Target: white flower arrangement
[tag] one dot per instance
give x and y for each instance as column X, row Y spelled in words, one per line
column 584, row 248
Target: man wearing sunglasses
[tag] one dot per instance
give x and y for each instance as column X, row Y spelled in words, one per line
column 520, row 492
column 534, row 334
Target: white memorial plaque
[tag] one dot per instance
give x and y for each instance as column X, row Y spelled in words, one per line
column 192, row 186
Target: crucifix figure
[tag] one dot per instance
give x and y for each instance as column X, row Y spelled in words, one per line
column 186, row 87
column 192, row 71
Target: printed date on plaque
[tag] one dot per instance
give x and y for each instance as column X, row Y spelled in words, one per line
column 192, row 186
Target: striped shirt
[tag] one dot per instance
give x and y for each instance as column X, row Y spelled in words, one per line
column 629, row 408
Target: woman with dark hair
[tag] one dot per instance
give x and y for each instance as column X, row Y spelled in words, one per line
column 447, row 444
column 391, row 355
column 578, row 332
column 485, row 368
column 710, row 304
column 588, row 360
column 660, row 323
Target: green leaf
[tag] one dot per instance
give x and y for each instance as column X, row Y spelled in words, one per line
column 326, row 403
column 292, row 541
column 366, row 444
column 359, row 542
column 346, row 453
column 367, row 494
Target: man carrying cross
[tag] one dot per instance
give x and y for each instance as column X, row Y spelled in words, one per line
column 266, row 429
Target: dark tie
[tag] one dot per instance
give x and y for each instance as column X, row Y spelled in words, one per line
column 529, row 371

---

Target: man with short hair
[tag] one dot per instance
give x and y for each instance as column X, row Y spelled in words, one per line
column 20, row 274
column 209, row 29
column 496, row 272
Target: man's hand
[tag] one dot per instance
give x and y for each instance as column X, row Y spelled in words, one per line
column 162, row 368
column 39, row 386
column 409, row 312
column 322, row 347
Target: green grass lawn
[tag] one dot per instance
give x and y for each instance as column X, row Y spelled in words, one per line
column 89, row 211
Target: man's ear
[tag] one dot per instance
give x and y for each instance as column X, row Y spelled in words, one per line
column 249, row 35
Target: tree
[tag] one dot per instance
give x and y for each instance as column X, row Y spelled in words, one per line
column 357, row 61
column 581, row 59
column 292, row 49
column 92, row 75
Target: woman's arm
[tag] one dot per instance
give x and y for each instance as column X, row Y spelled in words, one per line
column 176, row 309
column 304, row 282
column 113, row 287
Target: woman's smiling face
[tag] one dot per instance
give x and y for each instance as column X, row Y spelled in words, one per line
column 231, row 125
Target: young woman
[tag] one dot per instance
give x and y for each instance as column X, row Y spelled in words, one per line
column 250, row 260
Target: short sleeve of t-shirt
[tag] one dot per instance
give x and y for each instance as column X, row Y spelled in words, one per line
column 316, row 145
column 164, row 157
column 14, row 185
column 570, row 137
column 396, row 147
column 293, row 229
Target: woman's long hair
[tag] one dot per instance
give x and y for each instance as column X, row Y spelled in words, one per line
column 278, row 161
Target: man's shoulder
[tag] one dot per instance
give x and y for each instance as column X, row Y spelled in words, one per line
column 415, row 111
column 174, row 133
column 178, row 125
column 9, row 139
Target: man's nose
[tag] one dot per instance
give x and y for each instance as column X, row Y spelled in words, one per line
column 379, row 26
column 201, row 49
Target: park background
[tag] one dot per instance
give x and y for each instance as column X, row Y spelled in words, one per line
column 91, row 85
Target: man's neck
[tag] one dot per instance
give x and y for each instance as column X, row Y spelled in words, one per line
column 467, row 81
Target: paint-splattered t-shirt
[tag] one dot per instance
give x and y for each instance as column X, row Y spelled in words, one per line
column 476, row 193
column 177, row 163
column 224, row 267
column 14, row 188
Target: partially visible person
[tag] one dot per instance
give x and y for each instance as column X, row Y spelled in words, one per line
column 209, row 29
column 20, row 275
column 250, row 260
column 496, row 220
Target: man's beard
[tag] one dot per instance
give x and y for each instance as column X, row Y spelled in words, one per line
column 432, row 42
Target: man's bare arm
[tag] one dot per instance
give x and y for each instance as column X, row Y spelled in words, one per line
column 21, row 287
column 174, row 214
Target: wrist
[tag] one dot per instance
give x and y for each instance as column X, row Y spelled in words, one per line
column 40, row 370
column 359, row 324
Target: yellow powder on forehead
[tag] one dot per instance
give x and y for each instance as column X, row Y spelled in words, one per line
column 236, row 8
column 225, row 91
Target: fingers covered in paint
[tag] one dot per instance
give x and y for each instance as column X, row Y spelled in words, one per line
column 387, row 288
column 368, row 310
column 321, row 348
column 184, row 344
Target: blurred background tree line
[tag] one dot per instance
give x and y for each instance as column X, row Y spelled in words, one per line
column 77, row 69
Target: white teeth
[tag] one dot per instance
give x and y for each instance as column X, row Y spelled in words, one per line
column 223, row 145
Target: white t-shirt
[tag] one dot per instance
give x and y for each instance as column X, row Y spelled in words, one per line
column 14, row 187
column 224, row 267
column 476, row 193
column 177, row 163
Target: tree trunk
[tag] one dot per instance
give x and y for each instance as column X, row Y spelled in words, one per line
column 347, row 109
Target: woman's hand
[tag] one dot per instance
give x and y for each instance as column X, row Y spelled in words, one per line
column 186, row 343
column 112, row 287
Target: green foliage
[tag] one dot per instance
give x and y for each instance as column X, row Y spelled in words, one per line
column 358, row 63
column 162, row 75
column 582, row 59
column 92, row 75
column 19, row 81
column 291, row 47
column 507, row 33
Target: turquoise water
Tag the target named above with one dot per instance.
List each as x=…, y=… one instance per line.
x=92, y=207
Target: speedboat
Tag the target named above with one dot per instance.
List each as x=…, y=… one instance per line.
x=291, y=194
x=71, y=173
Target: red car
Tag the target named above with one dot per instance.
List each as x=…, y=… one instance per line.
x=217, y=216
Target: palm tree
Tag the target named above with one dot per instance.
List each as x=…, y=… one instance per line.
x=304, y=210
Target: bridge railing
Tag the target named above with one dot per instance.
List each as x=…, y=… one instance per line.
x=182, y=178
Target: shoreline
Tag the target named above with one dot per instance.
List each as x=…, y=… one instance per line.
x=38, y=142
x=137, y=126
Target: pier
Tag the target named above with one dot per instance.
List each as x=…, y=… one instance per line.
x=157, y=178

* * *

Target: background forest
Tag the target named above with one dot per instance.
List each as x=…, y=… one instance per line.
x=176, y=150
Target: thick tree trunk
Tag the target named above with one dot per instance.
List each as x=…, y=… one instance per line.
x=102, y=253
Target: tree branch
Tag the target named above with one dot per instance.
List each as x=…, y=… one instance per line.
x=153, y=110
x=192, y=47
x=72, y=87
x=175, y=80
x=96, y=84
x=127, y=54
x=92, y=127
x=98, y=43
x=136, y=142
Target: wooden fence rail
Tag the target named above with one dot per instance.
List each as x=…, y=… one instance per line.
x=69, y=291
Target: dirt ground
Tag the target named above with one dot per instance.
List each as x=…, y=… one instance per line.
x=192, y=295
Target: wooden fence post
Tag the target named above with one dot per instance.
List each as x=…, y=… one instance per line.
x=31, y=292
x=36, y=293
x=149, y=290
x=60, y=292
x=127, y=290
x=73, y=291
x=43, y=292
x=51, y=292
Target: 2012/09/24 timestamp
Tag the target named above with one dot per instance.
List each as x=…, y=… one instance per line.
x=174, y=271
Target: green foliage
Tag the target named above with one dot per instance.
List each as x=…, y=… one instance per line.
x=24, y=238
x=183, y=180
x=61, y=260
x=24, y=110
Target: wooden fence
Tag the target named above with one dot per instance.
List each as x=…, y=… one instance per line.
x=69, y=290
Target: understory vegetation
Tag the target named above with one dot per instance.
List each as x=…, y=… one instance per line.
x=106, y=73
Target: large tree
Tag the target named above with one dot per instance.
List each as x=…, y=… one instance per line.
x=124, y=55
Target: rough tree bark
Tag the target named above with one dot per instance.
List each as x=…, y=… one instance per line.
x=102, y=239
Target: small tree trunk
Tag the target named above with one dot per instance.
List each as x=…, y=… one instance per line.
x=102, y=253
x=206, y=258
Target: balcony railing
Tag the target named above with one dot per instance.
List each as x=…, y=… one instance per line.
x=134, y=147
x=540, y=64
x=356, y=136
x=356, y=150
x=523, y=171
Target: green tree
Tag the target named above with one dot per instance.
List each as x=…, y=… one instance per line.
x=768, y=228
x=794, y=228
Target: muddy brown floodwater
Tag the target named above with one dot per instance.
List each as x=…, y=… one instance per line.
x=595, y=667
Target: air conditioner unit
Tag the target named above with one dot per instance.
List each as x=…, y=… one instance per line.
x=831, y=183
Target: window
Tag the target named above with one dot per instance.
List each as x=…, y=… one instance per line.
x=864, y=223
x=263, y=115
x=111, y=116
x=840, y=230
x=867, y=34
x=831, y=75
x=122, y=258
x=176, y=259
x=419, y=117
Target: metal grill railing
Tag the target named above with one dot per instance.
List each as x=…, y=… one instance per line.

- WORK ITEM
Search the data above for lines holding "fence" and copy each of them.

- RESULT FOR THIS EXERCISE
Target: wooden fence rail
Target: wooden fence post
Target: wooden fence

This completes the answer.